(THE RECORDS)
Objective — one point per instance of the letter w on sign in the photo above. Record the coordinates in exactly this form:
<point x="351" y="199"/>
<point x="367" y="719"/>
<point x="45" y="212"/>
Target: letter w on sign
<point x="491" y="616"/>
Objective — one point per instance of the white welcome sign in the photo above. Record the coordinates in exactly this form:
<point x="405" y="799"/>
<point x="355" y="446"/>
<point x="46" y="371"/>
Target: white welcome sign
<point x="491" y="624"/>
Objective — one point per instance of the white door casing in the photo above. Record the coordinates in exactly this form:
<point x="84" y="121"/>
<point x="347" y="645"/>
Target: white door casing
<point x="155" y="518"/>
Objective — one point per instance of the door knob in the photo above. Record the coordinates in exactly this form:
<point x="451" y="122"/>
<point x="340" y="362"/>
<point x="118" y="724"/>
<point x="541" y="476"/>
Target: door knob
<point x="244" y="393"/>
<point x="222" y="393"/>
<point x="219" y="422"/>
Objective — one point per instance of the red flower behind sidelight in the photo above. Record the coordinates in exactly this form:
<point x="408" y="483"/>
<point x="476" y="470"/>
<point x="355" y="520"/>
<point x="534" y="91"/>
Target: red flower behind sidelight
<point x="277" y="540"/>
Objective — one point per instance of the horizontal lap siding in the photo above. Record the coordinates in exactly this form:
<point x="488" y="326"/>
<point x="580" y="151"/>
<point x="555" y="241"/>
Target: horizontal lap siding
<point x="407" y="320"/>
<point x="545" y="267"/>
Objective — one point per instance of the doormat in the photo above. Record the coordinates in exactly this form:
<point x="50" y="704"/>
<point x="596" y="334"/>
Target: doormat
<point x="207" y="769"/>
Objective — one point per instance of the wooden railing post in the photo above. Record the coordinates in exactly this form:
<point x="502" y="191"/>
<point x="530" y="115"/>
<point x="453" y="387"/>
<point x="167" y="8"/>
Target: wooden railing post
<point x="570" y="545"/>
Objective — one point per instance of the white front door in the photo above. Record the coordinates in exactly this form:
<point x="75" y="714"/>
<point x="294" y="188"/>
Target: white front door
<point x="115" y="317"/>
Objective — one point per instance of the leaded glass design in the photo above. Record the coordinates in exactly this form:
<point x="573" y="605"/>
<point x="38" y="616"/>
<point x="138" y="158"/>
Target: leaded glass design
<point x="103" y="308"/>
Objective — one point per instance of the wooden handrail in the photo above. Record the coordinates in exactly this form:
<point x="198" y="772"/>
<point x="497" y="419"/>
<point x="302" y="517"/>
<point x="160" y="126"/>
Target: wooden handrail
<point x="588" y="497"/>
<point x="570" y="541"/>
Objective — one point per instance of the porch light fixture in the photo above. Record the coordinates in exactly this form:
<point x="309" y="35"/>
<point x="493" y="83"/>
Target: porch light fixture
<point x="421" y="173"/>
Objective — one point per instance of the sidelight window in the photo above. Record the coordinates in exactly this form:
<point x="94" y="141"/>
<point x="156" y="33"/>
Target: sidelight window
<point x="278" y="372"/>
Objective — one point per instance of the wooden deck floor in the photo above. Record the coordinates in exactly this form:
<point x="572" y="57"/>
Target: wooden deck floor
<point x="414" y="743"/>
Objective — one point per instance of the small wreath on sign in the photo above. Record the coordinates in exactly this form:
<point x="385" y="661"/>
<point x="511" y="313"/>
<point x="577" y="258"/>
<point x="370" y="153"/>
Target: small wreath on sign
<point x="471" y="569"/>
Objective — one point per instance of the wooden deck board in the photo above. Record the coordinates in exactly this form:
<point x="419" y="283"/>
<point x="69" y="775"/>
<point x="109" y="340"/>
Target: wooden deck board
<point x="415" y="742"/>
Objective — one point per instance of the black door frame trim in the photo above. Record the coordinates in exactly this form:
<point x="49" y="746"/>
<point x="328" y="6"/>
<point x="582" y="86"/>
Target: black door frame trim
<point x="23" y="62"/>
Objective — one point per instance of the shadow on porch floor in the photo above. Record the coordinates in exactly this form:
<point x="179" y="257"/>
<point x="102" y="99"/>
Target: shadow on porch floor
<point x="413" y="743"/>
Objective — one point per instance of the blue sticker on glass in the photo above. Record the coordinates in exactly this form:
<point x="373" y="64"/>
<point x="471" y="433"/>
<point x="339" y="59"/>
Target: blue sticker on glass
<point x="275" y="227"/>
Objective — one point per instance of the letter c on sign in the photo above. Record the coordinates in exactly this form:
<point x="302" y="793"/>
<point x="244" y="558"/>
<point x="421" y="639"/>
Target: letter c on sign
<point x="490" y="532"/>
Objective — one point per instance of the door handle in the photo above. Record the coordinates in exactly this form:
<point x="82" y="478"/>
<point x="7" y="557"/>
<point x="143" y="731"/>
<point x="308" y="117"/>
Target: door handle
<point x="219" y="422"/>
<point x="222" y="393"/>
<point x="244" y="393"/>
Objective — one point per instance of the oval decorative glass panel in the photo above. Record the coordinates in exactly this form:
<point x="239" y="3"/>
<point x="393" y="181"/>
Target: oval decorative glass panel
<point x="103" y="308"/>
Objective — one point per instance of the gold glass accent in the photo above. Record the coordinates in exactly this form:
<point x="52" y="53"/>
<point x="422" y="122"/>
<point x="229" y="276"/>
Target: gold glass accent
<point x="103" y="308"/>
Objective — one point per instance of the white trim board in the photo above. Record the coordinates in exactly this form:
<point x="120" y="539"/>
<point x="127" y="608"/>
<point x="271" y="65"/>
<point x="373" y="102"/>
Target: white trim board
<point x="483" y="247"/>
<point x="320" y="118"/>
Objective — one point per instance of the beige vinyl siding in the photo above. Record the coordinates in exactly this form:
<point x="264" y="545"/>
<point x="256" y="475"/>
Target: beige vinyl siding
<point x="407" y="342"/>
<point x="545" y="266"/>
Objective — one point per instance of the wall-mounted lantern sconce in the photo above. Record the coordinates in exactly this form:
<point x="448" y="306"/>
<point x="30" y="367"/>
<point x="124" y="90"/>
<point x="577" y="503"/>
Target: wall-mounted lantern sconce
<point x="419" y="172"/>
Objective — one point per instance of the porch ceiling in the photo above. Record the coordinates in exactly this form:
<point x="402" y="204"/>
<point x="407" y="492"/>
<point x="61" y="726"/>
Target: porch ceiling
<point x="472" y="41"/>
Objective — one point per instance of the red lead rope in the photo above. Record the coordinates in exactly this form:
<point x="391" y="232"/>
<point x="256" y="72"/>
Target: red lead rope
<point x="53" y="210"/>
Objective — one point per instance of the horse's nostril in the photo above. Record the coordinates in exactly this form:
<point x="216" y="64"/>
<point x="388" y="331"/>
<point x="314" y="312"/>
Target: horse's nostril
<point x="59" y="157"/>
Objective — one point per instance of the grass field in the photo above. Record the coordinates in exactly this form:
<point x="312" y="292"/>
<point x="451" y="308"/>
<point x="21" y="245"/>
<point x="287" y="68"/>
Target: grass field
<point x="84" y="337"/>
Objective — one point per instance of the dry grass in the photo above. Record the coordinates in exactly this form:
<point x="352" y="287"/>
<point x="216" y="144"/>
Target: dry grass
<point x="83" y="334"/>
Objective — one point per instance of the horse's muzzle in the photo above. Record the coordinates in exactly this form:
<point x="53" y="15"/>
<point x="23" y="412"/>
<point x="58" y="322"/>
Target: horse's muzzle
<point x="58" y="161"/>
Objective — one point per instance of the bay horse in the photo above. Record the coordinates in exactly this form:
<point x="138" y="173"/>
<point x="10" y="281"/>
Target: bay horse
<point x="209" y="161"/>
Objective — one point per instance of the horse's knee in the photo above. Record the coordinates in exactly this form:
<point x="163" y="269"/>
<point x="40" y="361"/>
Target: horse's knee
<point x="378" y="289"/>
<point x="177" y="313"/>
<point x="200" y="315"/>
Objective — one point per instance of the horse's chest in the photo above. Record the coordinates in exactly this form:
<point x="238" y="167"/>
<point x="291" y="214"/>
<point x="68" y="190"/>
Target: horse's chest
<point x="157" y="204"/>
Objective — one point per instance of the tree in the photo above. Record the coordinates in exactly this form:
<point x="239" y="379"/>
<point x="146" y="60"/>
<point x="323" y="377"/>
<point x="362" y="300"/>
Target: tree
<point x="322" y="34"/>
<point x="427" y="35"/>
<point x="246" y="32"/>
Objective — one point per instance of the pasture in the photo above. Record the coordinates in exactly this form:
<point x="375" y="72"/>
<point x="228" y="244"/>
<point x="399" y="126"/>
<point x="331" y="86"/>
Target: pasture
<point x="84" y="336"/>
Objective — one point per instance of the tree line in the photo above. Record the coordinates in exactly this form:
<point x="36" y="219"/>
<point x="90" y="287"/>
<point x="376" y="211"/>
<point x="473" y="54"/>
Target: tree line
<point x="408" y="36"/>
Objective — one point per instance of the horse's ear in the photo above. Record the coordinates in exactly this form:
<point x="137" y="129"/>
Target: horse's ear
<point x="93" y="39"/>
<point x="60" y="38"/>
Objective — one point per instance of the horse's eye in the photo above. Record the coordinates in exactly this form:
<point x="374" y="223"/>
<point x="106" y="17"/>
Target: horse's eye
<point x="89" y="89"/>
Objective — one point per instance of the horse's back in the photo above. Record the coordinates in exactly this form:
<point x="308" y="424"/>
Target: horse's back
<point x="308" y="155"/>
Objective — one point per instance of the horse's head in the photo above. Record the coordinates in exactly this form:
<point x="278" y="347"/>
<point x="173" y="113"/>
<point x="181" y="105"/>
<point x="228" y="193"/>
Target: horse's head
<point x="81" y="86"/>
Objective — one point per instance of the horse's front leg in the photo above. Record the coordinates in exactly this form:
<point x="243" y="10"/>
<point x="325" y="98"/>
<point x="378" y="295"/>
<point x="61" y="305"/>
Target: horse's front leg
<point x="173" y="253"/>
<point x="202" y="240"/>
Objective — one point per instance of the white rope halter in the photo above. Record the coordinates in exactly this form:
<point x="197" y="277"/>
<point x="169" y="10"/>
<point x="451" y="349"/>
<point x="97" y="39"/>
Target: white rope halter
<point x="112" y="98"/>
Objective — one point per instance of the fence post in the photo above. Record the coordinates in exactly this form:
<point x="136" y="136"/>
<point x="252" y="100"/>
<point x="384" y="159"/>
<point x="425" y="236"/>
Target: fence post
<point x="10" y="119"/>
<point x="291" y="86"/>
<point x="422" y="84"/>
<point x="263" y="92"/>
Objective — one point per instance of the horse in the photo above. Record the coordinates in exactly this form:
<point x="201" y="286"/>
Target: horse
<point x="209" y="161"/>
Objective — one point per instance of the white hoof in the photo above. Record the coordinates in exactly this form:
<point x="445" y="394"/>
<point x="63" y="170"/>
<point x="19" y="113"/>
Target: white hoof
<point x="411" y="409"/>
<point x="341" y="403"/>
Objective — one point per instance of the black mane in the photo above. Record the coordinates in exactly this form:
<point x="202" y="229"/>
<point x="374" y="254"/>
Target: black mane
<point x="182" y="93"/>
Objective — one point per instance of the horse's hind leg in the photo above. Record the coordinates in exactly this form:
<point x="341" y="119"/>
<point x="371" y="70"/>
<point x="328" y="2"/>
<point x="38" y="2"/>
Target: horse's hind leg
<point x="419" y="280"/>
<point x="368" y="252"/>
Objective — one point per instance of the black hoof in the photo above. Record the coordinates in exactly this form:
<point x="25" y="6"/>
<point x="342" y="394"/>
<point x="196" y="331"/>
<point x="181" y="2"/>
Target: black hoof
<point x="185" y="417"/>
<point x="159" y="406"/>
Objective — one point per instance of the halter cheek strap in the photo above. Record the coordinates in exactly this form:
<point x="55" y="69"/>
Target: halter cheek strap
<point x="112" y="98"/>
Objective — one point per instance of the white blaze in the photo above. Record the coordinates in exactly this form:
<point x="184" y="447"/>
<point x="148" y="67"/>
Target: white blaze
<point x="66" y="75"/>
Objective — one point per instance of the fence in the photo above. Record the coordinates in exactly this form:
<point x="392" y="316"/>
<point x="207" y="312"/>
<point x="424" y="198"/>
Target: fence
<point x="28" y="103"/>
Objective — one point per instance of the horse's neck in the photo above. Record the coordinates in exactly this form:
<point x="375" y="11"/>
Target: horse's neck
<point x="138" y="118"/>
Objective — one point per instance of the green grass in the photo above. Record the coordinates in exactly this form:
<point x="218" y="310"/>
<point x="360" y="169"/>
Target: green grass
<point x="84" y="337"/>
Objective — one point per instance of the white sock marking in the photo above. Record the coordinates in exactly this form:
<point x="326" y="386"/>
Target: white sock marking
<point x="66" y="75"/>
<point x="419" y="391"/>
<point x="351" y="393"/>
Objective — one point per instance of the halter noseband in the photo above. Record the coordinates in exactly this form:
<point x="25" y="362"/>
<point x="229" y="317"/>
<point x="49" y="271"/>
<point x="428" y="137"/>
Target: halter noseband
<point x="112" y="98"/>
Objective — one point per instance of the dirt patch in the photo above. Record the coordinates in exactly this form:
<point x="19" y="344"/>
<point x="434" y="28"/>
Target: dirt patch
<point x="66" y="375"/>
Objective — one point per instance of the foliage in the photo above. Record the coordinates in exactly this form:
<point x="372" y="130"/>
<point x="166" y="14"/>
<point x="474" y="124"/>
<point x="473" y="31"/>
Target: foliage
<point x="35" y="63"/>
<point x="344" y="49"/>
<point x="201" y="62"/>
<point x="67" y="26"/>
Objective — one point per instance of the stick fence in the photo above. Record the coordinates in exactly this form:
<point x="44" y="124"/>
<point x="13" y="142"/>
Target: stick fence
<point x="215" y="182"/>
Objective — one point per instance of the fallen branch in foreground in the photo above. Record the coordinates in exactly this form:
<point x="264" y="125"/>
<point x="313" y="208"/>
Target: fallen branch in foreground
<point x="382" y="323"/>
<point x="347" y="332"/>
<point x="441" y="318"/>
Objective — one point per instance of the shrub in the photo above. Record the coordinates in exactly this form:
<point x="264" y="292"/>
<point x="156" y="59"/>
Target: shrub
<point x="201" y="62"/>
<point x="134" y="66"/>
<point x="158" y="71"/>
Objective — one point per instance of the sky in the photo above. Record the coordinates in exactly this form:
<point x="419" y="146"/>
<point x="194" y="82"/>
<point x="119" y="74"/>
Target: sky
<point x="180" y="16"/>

(DIRECTIONS) Return exactly the lines from the one containing "Objective — one point per instance of the foliage" through the last line of the records above, both included, and nothing else.

(WRITTEN SOLUTION)
Objective — one point per instance of the foliage in the photo above. Record the coordinates in exactly this form:
<point x="372" y="130"/>
<point x="166" y="14"/>
<point x="474" y="124"/>
<point x="473" y="31"/>
Target: foliage
<point x="35" y="63"/>
<point x="344" y="49"/>
<point x="201" y="62"/>
<point x="67" y="26"/>
Objective — one point per instance of the stick fence in the photo above. Record the coordinates in exactly this form:
<point x="44" y="124"/>
<point x="13" y="142"/>
Target: stick fence
<point x="215" y="182"/>
Objective — one point per instance of the fallen branch in foreground in the photo above. Record the coordinates in exactly this form:
<point x="264" y="125"/>
<point x="313" y="208"/>
Target: fallen branch in foreground
<point x="382" y="323"/>
<point x="347" y="332"/>
<point x="441" y="318"/>
Objective — one point per instance of the shrub in the photo above. Record the coordinates in exactly this form:
<point x="264" y="292"/>
<point x="156" y="59"/>
Target: shrub
<point x="201" y="62"/>
<point x="134" y="66"/>
<point x="158" y="71"/>
Objective — one point per instance of the sky in the photo above. Record the coordinates in exactly this form:
<point x="419" y="146"/>
<point x="194" y="82"/>
<point x="119" y="74"/>
Target: sky
<point x="180" y="16"/>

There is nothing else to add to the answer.